- _Requirement 1_:
Answer these questions about the contextual RAG notebook, one answer per line, each marked with its letter.
(a) How many chunks does the output report loading into the basic VectorDB?
(b) What data directory is printed after the modules load?
(c) What is the default width in the wrap_text function?

- _Text shown_:

# Contextual RAG System - Clean Demo

This notebook demonstrates the modular contextual retrieval system with three approaches:

- **Basic RAG**: Standard document chunking and embedding
- **Contextual RAG**: Enhanced embeddings with situational context  
- **Combined RAG**: Multi-document search with source attribution

All functionality is cleanly separated into modules - this notebook focuses on **demonstration and testing**.


## Setup & Imports


In [14]:
# Import the clean modular components
import json
import textwrap
from vector_db import VectorDB, ContextualVectorDB
from rag_operations import (
    answer_query_base, answer_query_contextual, answer_query_combined
)
from data_utils import (
    transform_data_for_vectordb, create_contextual_dataset, 
    create_combined_dataset
)
import config

from config import OPENAI_API_KEY, ANTHROPIC_API_KEY, COHERE_API_KEY, GREENHOUSE_API_KEY, ANSWER_MODEL

def wrap_text(text: str, width: int = 90) -> str:
    """Wrap text to specified width while preserving paragraph breaks."""
    if not text:
        return text
    
    # Split by double newlines to preserve paragraph breaks
    paragraphs = text.split('\n\n')
    wrapped_paragraphs = []
    
    for paragraph in paragraphs:
        # Remove single newlines within paragraphs and wrap
        cleaned_paragraph = paragraph.replace('\n', ' ').strip()
        if cleaned_paragraph:
            wrapped = textwrap.fill(cleaned_paragraph, width=width)
            wrapped_paragraphs.append(wrapped)
    
    return '\n\n'.join(wrapped_paragraphs)

print("✅ All modules loaded successfully")
print(f"📁 Data directory: {config.DATA_DIR}")


✅ All modules loaded successfully
📁 Data directory: ../data


## 1. Basic RAG Demo

Standard document chunking and embedding approach.


In [15]:
# Load employee handbook data
print("📖 Loading employee handbook data...")

with open(config.EMPLOYEE_HANDBOOK_PATH, 'r') as f:
    employee_handbook_raw = json.load(f)

# Transform data for VectorDB
employee_handbook = transform_data_for_vectordb(employee_handbook_raw, "employee_handbook")

# Initialize and load VectorDB
basic_db = VectorDB("employee_handbook")
basic_db.load_data(employee_handbook)

print(f"✅ Loaded {len(employee_handbook[0]['chunks'])} chunks into basic VectorDB")


📖 Loading employee handbook data...
Loading vector database from disk.
✅ Loaded 77 chunks into basic VectorDB


In [17]:
# Test basic RAG with text wrapping
test_query = "What are Uniswap's core values?"

print(f"🔍 Query: {test_query}")
print("="*60)

answer = answer_query_base(test_query, basic_db)
print(f"📝 Basic RAG Answer:\n{wrap_text(answer)}")


🔍 Query: What are Uniswap's core values?

- _Record extracts_:
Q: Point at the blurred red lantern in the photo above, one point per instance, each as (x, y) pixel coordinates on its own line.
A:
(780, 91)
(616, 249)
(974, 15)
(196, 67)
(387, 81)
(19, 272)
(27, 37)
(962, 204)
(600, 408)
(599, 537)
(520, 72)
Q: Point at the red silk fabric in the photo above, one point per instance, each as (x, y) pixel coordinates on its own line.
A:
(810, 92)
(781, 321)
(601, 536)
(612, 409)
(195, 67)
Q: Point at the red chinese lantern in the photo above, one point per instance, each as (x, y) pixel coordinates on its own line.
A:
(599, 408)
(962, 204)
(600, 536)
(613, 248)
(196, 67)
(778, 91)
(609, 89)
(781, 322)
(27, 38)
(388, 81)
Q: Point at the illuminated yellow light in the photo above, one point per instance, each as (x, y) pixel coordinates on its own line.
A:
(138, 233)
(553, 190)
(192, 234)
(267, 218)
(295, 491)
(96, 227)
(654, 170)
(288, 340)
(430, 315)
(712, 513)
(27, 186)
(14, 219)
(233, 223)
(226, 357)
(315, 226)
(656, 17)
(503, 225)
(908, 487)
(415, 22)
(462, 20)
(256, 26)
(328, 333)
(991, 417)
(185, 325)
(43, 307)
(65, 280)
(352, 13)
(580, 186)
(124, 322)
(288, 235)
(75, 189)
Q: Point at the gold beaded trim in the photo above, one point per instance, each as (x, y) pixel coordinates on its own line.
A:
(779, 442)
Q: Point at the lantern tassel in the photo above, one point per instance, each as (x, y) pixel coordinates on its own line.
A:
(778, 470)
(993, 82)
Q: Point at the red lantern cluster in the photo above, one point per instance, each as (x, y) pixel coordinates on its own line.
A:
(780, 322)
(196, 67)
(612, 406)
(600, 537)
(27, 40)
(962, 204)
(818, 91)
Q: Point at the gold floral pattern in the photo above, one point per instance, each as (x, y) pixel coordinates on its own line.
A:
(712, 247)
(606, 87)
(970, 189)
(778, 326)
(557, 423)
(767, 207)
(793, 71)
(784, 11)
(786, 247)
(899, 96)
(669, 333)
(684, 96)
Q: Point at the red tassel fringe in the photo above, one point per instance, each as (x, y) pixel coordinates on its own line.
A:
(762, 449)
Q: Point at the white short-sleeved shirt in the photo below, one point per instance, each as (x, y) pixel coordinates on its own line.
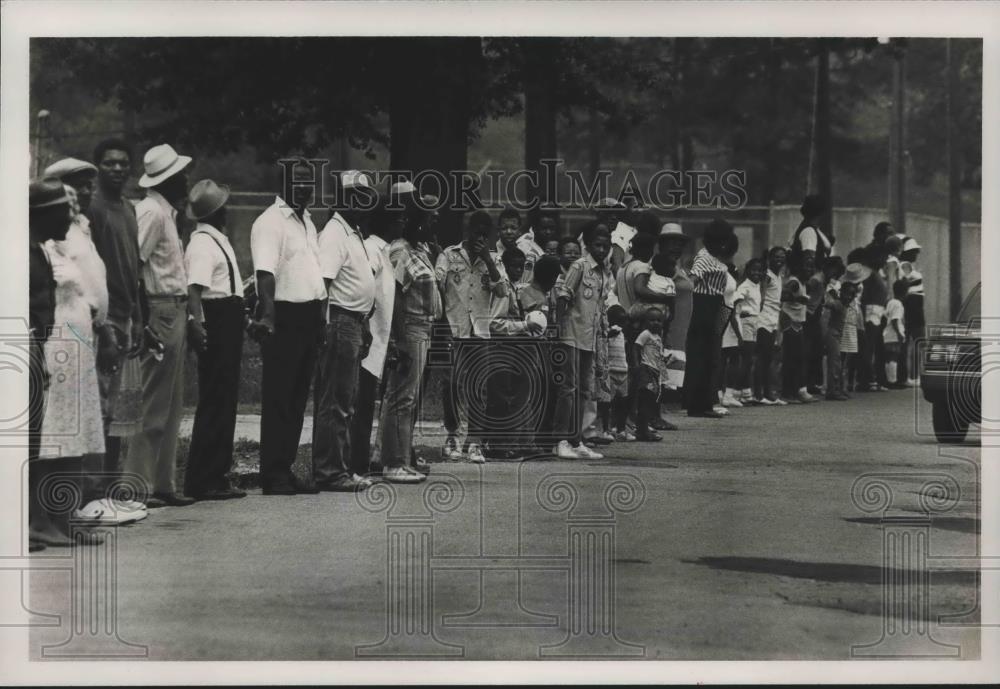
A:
(385, 296)
(285, 246)
(208, 265)
(621, 237)
(810, 238)
(344, 261)
(771, 303)
(893, 312)
(160, 248)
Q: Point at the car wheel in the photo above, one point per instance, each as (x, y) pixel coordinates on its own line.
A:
(949, 427)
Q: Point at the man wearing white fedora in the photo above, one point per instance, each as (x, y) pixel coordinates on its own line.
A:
(349, 276)
(215, 332)
(152, 452)
(288, 324)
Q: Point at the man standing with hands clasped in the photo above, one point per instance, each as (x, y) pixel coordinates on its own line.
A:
(470, 279)
(215, 333)
(289, 324)
(152, 453)
(350, 287)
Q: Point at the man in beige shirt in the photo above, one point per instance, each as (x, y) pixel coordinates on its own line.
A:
(152, 453)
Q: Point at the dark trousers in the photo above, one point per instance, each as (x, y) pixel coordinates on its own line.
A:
(913, 320)
(793, 366)
(765, 352)
(210, 456)
(834, 364)
(873, 356)
(815, 349)
(289, 361)
(704, 352)
(369, 390)
(334, 397)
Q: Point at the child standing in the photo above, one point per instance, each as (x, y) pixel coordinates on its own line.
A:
(913, 308)
(582, 293)
(648, 352)
(748, 300)
(539, 296)
(854, 325)
(617, 375)
(768, 350)
(836, 310)
(732, 342)
(894, 333)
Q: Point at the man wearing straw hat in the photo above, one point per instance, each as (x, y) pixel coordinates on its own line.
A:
(349, 276)
(152, 452)
(215, 332)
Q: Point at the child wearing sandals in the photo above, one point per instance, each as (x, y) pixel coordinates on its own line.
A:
(648, 353)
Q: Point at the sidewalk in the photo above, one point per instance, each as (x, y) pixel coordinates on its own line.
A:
(248, 428)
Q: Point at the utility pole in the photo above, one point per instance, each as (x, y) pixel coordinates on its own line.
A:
(954, 180)
(824, 176)
(897, 135)
(40, 126)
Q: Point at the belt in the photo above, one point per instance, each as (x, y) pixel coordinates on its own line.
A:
(357, 315)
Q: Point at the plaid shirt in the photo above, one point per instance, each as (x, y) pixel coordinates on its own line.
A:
(712, 272)
(414, 273)
(587, 286)
(468, 291)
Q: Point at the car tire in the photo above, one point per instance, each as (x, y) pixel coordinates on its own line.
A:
(948, 426)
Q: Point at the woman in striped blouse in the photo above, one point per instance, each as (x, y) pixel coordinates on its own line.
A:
(704, 339)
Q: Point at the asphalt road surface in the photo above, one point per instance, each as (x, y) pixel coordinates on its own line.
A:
(789, 533)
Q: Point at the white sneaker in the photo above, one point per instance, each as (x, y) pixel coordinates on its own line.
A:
(451, 451)
(729, 400)
(476, 455)
(107, 513)
(565, 451)
(400, 475)
(584, 452)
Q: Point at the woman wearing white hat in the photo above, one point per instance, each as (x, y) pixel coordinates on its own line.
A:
(152, 453)
(913, 309)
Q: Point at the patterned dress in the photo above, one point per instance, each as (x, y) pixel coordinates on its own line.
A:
(73, 426)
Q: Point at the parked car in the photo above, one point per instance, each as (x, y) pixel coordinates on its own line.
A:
(951, 371)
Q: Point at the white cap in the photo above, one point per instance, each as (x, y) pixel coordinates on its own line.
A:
(404, 187)
(353, 178)
(537, 318)
(160, 163)
(67, 166)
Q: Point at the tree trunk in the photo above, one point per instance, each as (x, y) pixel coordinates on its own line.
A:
(824, 171)
(954, 181)
(540, 112)
(430, 117)
(595, 135)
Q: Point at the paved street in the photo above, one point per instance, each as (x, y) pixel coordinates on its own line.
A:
(733, 539)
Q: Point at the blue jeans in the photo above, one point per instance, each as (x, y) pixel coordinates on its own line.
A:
(399, 405)
(335, 394)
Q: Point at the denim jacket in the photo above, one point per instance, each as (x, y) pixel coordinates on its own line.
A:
(587, 285)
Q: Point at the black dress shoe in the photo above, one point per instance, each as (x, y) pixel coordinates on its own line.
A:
(302, 487)
(174, 500)
(709, 414)
(220, 494)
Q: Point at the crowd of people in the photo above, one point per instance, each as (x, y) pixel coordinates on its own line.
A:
(556, 343)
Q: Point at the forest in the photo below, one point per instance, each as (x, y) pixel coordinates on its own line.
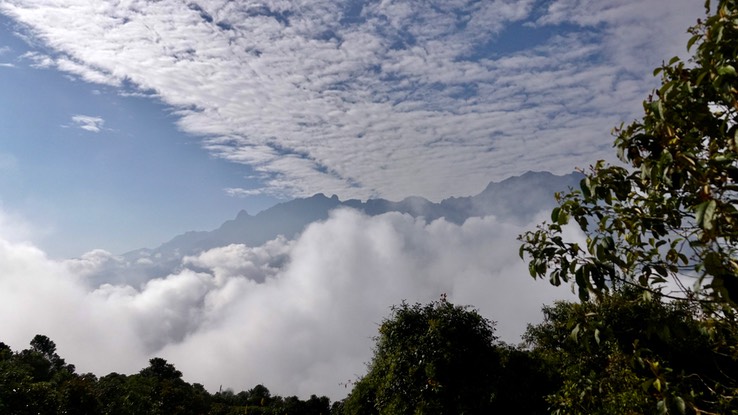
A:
(655, 329)
(652, 356)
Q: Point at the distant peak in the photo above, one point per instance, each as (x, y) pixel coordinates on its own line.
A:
(242, 214)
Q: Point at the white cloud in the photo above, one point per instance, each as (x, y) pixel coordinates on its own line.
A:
(296, 315)
(398, 98)
(88, 123)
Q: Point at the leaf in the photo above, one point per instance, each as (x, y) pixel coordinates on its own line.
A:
(679, 403)
(692, 40)
(727, 70)
(661, 407)
(708, 218)
(555, 214)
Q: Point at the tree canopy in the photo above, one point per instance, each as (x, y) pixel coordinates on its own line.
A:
(663, 225)
(436, 358)
(668, 217)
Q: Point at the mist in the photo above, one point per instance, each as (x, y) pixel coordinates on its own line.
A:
(296, 315)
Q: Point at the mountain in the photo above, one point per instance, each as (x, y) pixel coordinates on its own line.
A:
(516, 199)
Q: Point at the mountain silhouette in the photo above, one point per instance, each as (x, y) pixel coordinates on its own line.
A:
(516, 199)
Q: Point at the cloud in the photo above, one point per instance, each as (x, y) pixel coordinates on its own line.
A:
(377, 98)
(88, 123)
(296, 315)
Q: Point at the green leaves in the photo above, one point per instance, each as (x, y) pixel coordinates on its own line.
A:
(705, 214)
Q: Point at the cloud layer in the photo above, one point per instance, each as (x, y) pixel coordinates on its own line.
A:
(296, 315)
(376, 98)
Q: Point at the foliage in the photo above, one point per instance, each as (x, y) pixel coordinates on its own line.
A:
(671, 213)
(429, 359)
(38, 381)
(621, 355)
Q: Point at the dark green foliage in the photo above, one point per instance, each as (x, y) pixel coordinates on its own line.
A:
(36, 381)
(621, 355)
(672, 213)
(430, 359)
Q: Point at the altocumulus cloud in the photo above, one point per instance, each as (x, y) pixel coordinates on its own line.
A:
(367, 98)
(296, 315)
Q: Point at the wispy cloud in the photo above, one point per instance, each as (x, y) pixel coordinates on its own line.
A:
(88, 123)
(378, 98)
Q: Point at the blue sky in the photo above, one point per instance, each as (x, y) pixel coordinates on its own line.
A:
(126, 123)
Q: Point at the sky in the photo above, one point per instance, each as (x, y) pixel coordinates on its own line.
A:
(125, 123)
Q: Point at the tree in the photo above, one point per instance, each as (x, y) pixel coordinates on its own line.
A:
(670, 214)
(620, 355)
(665, 222)
(429, 359)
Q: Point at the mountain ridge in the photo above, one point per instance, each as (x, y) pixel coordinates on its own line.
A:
(516, 199)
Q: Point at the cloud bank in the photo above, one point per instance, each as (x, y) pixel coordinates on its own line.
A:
(296, 315)
(375, 98)
(88, 123)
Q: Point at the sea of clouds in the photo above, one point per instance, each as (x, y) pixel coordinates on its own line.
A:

- _Requirement 2_: Edit the part of the rows that opens with the line containing "Q: Point at the altocumulus" and closes with the last row, replacing "mountain ridge" with "mountain peak" and leaving everything else unchanged. Return only those lines.

- _Written solution 1_:
(a) 77
(b) ../data
(c) 90

- _Written solution 2_:
Q: Point at the altocumulus cloud in the photo above, one point per instance, each as (x, y) pixel coordinates on its own line.
A:
(367, 98)
(296, 315)
Q: Point at the wispy cloud in the photo above, one point per instance, each as (x, y) pixel coordinates on its own line.
A:
(88, 123)
(378, 98)
Q: Point at the blue sky in the photo above, one point per instance, each as (x, y) pixel coordinates on its own line.
A:
(126, 123)
Q: Point at the sky in the photo above, one point per instance, each as (x, y) pixel coordinates on its own line.
A:
(125, 123)
Q: Point at the tree in the photo above, one point per instance, each as (x, y) pixel coordinates on its own line.
A:
(670, 214)
(620, 355)
(665, 222)
(429, 359)
Q: Point at the mountain peak in the photo above, one point per instance, each as (x, y) pixel coordinates on its own line.
A:
(516, 199)
Q: Point at the cloud bank in the photo above, one point per instance, each as (x, y) pixel coordinates on its own line.
A:
(296, 315)
(375, 98)
(88, 123)
Q: Point at the sea of clouds in the photo above, one point per instance, each as (x, y) pixel coordinates on its own line.
A:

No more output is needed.